* Description of the task *
Reproduce the lines from the one containing "Segment the drainpipe." through the one containing "[[[306,86],[305,61],[278,63],[278,87],[280,88]]]", inclusive, keeping the requests unchanged. Multiply every vertex coordinate in the outlines by 2.35, then round to whole numbers with halves rounded up.

(Contour labeling entries)
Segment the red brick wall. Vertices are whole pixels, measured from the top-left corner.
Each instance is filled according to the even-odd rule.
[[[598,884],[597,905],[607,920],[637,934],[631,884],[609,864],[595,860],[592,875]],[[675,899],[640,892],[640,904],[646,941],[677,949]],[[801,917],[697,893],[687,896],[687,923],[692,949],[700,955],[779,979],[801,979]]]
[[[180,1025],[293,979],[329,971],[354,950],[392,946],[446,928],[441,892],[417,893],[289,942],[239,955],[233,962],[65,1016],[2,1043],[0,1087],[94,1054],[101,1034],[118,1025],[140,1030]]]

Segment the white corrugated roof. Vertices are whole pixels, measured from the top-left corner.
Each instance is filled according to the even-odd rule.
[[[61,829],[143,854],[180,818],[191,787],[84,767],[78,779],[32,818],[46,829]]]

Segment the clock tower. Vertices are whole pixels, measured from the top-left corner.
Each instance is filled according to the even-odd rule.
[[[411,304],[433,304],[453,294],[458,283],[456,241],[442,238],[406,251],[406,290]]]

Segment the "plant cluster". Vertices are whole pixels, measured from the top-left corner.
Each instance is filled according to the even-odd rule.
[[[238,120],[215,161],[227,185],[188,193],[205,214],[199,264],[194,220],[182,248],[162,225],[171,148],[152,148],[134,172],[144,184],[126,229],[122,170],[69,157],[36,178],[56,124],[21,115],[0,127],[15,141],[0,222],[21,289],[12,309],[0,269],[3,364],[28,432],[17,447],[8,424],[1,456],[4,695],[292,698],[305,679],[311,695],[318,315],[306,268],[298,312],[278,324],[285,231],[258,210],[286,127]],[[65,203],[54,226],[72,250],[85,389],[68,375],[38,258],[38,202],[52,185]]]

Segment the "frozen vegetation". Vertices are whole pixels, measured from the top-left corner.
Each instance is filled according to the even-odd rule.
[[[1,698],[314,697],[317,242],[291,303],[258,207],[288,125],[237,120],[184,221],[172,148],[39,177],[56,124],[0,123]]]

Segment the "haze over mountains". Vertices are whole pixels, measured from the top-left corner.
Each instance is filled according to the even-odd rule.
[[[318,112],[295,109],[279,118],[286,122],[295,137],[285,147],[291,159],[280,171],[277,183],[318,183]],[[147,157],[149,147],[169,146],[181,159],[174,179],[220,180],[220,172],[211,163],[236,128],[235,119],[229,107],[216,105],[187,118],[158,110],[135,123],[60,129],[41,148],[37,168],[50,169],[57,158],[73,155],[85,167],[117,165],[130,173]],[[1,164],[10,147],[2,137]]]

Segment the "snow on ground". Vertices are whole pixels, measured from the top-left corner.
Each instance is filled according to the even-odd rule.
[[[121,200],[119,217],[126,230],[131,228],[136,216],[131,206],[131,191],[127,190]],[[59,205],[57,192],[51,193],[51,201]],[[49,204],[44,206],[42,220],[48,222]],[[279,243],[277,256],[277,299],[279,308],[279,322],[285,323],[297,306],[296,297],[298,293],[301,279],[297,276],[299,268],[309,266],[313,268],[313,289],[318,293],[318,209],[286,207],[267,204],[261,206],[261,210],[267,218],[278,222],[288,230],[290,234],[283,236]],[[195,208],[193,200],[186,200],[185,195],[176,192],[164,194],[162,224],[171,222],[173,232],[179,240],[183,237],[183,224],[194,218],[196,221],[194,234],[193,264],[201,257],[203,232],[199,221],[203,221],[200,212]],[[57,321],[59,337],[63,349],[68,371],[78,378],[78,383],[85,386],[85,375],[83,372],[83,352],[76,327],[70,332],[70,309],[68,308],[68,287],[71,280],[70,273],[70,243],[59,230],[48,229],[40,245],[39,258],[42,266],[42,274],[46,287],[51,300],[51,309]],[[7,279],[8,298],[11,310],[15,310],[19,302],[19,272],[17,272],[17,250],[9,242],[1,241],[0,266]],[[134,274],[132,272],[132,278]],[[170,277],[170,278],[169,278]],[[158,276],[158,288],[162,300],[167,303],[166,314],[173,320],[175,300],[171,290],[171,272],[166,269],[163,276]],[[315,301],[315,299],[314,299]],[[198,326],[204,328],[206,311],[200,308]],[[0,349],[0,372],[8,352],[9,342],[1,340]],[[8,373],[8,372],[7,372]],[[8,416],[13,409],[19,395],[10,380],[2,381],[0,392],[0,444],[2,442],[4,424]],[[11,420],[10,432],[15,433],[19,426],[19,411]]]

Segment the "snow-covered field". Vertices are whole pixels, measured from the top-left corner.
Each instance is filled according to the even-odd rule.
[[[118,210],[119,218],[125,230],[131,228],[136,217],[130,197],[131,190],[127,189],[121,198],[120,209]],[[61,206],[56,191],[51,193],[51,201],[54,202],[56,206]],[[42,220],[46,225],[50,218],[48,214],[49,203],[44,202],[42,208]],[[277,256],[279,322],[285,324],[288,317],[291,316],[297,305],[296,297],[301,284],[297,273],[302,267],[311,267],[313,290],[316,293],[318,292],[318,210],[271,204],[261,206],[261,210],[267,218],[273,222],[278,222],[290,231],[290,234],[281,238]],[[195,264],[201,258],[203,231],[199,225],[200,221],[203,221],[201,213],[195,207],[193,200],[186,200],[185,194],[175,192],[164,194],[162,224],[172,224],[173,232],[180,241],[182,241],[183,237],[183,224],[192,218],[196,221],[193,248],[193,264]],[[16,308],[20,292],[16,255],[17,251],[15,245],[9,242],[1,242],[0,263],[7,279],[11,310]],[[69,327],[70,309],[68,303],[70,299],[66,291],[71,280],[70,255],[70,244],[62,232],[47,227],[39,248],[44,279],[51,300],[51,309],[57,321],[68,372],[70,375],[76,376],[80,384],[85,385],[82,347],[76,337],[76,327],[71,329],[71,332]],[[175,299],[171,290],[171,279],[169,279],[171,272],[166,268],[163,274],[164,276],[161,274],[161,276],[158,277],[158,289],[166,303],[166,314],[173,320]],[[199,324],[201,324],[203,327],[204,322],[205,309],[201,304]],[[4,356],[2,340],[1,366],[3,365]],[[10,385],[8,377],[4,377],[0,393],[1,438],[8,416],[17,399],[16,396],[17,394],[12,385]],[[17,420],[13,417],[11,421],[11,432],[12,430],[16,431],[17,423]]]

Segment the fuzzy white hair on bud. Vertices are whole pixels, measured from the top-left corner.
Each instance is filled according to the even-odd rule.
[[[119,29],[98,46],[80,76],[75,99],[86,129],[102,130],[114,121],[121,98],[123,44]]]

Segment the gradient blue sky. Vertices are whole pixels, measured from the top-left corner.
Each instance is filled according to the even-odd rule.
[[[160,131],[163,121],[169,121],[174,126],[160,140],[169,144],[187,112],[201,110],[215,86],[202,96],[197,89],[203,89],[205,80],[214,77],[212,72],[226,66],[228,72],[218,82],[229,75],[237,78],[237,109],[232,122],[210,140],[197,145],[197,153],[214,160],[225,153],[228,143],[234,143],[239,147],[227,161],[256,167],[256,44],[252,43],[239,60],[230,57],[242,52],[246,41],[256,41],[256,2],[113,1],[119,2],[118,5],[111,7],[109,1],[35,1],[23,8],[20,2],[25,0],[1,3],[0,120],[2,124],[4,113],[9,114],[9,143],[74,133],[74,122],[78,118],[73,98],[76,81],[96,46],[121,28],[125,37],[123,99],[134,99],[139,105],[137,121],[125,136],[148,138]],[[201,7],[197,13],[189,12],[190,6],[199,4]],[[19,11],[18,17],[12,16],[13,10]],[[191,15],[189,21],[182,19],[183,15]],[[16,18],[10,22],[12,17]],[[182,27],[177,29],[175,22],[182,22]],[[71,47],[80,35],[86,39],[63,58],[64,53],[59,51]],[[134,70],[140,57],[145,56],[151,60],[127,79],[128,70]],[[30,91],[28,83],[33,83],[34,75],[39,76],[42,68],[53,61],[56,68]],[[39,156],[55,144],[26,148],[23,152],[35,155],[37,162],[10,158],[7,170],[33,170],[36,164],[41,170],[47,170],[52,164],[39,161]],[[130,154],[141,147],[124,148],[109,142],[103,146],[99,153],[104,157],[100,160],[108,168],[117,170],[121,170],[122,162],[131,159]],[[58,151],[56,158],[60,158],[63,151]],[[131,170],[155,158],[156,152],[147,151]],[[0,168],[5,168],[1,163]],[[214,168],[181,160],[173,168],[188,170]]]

---

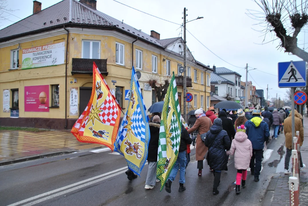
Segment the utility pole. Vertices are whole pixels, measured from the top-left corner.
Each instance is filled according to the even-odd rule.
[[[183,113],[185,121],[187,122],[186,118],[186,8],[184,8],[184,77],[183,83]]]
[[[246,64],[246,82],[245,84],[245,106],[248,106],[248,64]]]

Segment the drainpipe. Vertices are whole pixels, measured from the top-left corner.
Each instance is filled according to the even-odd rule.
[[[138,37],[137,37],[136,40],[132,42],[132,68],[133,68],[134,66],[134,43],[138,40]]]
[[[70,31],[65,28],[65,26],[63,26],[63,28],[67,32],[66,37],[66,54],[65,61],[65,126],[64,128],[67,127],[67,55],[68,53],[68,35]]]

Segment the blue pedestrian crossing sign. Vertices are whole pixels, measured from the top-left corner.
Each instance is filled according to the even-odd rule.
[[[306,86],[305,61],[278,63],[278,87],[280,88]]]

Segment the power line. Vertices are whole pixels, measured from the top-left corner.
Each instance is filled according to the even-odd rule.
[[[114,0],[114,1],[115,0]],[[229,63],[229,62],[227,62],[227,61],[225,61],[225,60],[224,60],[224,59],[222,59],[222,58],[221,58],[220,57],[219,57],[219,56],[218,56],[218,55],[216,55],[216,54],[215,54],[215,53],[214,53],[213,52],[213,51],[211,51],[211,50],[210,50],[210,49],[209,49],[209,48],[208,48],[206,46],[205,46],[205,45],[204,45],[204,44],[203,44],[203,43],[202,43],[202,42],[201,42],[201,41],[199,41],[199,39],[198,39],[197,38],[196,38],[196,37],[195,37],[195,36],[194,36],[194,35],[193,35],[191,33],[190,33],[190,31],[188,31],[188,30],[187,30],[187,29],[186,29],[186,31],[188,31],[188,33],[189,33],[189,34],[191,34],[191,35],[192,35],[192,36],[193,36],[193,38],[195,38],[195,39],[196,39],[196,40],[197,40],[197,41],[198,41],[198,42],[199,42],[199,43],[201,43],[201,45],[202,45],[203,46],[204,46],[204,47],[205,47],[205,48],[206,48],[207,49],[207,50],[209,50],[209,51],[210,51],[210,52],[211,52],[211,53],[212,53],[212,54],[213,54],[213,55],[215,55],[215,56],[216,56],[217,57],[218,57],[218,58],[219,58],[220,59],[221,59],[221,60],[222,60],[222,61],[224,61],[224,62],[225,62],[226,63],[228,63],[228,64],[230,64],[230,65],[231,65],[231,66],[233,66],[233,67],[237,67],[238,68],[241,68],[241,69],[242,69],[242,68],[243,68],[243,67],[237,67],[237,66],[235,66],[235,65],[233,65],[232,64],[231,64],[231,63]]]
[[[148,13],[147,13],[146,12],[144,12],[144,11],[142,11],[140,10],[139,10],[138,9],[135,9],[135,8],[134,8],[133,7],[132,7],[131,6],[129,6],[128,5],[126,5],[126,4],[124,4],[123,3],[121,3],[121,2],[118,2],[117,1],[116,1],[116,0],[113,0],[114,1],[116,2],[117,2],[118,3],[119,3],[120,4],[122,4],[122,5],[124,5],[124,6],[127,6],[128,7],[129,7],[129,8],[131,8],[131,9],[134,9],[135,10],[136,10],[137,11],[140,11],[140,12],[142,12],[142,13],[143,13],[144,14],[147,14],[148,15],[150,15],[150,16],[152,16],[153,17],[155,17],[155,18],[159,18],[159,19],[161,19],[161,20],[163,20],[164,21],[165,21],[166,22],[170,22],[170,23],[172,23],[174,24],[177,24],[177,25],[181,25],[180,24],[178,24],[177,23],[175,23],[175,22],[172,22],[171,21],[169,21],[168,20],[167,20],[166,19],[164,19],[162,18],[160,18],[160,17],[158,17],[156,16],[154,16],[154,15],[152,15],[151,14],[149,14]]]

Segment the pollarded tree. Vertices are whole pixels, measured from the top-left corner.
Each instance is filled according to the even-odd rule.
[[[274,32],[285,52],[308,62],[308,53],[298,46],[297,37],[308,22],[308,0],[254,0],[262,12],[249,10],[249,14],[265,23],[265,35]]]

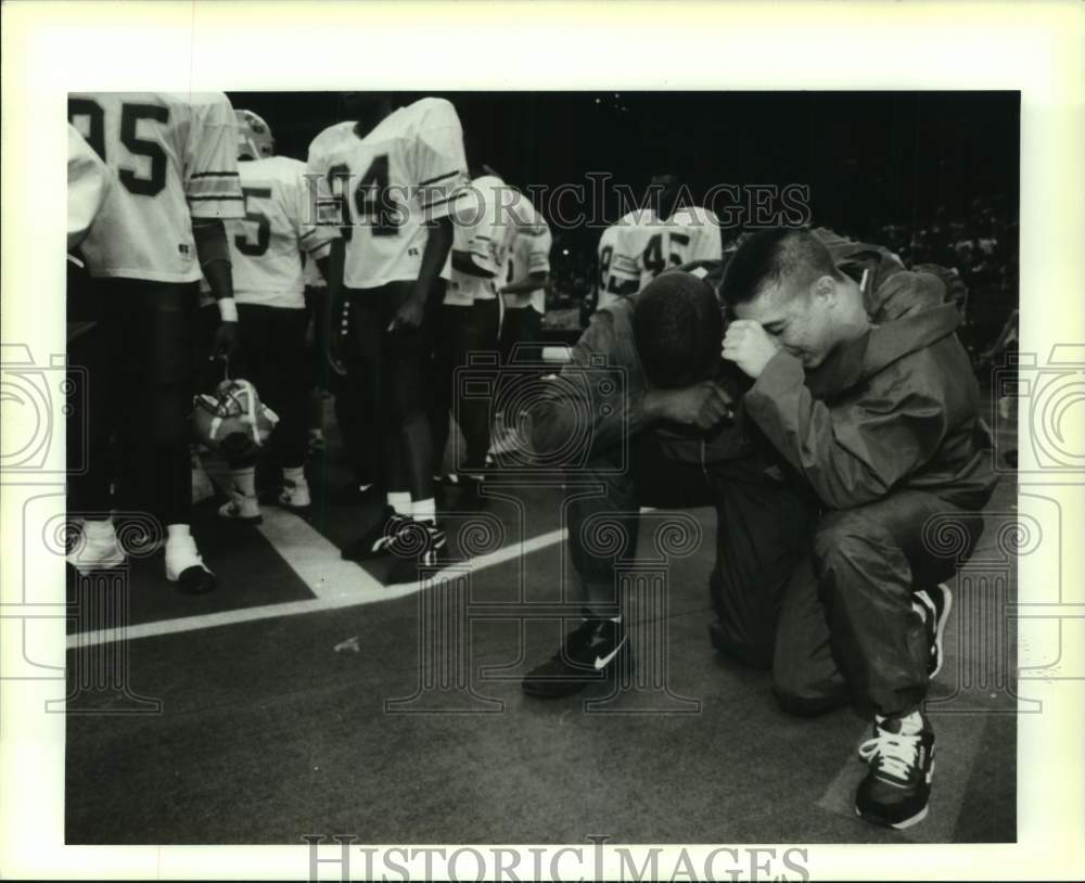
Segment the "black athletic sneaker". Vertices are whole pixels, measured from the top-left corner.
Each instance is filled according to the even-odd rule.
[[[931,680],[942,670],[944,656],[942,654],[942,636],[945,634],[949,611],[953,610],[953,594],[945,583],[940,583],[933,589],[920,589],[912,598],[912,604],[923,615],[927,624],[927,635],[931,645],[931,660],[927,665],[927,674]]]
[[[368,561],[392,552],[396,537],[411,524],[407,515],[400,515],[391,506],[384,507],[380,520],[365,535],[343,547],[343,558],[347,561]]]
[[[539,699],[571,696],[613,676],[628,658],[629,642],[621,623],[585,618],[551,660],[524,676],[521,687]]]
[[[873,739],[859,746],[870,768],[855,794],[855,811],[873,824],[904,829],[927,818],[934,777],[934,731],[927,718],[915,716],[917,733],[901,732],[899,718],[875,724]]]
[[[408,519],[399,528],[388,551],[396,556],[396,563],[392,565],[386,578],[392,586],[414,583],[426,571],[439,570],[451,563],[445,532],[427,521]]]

--

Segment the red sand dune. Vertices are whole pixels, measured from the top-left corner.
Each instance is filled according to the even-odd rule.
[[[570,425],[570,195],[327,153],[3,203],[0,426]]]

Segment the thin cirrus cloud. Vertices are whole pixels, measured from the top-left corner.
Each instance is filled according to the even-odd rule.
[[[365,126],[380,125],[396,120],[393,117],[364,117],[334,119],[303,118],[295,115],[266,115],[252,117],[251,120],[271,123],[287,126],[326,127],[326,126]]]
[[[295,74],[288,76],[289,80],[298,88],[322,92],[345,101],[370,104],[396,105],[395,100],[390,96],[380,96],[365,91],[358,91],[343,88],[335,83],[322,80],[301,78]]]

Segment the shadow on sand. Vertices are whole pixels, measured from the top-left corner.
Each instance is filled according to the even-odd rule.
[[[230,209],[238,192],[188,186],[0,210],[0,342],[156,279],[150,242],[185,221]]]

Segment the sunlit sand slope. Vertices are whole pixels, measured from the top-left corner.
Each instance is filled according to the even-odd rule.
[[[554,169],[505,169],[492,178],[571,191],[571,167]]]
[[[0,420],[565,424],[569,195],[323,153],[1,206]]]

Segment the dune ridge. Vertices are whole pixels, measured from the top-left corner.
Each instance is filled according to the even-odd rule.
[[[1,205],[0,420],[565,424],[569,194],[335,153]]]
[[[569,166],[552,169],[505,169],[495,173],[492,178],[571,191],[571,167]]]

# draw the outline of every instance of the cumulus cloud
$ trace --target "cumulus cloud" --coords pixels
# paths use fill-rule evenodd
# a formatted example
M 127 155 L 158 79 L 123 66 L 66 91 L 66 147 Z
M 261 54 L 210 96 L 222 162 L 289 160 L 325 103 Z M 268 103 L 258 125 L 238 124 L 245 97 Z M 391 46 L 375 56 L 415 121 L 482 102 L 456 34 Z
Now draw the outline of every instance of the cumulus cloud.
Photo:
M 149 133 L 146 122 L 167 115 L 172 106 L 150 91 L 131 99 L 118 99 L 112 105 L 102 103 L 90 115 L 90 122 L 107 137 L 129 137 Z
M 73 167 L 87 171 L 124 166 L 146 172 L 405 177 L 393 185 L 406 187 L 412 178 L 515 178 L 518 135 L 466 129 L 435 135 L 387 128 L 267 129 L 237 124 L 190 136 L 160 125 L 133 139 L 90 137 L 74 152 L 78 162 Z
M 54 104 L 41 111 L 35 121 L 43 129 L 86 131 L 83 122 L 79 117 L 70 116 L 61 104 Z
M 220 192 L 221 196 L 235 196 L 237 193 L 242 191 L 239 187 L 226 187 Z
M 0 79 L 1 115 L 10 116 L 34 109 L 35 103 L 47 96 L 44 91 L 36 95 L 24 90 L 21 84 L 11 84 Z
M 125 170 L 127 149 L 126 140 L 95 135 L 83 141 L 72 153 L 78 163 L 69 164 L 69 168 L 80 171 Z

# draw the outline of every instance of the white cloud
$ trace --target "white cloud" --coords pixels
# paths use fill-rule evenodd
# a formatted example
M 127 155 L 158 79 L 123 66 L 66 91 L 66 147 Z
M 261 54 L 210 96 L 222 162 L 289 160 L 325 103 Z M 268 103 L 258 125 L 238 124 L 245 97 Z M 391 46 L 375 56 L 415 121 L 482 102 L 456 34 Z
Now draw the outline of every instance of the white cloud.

* Result of this task *
Segment the drainpipe. Vertices are whole pixels, measured from the top-left corner.
Each instance is filled according to the even-odd rule.
[[[324,87],[322,87],[320,94],[310,99],[310,160],[313,160],[315,155],[315,101],[324,94]]]
[[[165,73],[153,66],[153,61],[148,61],[148,66],[157,75],[155,87],[155,127],[153,143],[153,296],[150,301],[157,298],[157,129],[160,125],[160,82]]]

Segment the blue pedestrian crossing sign. Vertices are whole pixels, measured from the top-left corner.
Each instance is filled according to the even-odd rule.
[[[719,202],[717,143],[653,148],[653,204],[658,207]]]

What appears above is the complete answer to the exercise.